YOUR INSTRUCTIONS: Which lines below contain the string "framed"? Report each of those lines in full.

[Collected data]
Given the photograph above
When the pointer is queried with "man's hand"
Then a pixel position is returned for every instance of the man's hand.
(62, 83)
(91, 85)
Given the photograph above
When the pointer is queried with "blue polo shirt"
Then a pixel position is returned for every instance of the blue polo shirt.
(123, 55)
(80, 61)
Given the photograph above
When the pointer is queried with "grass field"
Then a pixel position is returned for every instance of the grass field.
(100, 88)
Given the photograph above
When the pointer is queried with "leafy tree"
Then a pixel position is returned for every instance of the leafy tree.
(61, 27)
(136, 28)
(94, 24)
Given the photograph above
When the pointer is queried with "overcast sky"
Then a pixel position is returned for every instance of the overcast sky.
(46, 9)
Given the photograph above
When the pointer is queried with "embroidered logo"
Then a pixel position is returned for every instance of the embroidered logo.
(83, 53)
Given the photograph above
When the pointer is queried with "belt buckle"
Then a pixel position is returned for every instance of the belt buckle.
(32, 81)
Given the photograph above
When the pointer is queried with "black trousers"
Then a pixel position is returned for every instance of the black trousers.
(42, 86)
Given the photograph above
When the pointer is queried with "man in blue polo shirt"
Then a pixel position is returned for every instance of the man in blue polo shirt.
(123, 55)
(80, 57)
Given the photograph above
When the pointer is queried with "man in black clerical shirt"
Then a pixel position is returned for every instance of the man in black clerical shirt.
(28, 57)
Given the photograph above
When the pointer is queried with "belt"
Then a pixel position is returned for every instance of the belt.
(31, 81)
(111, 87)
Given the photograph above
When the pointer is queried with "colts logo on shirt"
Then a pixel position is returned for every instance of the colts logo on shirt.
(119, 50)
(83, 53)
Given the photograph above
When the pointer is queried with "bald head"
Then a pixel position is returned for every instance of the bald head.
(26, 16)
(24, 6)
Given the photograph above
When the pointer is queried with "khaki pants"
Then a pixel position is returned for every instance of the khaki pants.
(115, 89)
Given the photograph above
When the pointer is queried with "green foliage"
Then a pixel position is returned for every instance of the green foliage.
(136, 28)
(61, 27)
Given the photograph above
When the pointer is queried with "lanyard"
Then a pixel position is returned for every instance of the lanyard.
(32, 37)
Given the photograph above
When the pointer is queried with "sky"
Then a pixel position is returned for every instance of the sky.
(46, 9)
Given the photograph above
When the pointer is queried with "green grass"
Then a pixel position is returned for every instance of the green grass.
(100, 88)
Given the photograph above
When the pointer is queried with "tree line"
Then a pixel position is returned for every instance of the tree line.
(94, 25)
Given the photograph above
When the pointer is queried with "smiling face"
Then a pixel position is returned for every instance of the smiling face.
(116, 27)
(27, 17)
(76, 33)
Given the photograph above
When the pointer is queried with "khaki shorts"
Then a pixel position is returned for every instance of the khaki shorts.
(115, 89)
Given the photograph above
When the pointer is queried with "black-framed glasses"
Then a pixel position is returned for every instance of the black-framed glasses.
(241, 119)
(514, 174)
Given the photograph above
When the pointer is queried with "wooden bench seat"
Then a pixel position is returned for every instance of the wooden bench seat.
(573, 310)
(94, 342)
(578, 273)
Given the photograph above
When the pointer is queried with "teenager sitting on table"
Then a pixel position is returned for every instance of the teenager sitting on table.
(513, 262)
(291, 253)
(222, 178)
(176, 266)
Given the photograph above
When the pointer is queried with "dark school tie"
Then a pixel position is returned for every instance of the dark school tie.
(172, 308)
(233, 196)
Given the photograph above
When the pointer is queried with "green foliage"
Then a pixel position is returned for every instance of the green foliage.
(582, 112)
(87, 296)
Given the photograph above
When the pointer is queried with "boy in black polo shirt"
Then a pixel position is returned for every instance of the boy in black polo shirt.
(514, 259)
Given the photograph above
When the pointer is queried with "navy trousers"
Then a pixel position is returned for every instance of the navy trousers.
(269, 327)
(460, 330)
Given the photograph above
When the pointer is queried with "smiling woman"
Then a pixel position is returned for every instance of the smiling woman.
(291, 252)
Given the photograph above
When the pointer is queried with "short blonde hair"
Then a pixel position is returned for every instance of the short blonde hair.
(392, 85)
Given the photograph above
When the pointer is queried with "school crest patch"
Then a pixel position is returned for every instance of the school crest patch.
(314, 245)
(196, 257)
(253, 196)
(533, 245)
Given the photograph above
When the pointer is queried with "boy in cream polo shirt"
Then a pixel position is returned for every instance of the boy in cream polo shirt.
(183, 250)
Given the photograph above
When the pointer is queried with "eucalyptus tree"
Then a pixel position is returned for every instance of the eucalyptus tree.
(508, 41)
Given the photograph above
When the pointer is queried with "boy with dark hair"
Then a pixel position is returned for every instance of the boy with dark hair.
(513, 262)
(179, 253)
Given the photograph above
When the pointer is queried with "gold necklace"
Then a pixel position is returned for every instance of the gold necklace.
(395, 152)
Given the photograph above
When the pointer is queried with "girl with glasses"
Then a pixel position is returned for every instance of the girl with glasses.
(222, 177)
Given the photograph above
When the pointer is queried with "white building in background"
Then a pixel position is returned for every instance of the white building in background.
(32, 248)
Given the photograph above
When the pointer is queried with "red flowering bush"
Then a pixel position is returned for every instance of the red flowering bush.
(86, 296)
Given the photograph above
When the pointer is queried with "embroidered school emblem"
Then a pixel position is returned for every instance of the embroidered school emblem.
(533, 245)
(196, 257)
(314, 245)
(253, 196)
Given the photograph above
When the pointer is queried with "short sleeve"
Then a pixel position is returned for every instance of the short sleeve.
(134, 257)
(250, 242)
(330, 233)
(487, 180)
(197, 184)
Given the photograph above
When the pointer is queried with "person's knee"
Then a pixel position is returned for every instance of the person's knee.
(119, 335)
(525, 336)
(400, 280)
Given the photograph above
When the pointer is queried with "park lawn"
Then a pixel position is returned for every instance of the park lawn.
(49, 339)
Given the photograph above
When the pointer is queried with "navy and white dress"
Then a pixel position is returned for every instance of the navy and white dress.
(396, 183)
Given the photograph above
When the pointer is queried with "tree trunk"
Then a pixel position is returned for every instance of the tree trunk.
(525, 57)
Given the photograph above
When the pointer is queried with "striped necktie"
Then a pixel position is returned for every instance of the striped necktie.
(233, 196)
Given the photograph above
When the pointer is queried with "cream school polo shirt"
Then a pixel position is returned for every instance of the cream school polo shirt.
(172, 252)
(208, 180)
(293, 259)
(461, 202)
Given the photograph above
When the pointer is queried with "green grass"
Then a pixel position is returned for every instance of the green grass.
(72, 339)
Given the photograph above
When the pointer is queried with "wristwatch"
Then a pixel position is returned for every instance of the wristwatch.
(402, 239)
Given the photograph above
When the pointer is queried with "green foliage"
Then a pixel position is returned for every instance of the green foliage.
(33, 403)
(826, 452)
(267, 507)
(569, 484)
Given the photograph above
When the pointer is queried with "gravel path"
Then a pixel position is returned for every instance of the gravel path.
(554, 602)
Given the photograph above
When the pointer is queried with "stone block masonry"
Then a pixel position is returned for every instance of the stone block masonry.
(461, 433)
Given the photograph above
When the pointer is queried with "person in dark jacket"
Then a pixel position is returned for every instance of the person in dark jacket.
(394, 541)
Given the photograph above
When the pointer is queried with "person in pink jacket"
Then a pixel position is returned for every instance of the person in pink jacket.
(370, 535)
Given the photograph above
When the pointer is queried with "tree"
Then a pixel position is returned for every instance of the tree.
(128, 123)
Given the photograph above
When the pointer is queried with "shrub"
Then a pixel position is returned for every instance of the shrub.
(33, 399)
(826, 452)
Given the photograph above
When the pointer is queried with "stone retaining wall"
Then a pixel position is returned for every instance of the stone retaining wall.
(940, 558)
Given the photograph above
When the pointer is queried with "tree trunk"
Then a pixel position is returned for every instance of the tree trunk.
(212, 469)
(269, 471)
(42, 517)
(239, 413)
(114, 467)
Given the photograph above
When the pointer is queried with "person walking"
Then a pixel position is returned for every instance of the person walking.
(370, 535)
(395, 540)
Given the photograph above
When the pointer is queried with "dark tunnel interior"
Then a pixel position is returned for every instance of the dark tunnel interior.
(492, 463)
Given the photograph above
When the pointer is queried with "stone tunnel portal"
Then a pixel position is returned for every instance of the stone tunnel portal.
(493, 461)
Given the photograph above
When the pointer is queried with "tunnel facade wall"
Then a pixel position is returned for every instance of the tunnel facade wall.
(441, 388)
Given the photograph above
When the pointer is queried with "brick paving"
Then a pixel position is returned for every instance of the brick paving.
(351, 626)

ANSWER TO THE TASK:
When the pointer is queried with "black-framed glasses"
Then a pixel position is returned for every instance of the black-framed glasses.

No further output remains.